▶ _TASK REQUIREMENTS_
Please find every line in the records below that contains the word "detect" and copy each of those lines in full.

▶ _MATERIAL FOR THIS TASK_
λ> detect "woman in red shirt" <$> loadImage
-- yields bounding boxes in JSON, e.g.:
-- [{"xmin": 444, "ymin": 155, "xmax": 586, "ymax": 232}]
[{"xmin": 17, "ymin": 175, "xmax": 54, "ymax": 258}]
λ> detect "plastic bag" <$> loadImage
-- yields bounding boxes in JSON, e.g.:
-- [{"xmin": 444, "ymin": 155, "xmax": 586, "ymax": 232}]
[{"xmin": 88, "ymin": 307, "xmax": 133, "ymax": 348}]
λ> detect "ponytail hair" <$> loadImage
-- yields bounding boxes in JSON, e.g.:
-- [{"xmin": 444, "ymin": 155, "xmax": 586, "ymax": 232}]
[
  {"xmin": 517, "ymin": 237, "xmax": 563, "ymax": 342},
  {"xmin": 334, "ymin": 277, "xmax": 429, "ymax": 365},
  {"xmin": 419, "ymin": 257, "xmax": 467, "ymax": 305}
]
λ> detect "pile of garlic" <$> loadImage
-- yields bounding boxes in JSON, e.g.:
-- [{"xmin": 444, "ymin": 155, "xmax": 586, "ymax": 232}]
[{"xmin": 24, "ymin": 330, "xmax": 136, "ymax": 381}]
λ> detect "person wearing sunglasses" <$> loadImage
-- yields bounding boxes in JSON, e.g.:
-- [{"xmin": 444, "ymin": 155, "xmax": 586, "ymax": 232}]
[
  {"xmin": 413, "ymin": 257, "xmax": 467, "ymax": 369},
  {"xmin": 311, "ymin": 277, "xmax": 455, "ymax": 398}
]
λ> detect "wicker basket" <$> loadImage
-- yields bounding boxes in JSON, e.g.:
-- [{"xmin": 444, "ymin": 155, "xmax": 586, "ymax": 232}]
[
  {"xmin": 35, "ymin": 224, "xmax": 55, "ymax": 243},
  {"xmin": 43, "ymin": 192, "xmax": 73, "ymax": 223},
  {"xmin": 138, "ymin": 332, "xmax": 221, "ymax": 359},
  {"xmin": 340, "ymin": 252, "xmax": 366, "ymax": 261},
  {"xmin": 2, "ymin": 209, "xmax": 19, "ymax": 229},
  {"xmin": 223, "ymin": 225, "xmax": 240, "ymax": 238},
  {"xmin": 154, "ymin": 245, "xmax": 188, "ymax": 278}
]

▶ _EXPECTED OUTPUT_
λ> detect "woman in red shirt" <$> loadImage
λ> detect "plastic bag" <$> loadImage
λ> detect "ponytail hair" <$> loadImage
λ> detect "pile of garlic" <$> loadImage
λ> detect "person wearing sunglasses" <$> loadImage
λ> detect "wicker basket" <$> loadImage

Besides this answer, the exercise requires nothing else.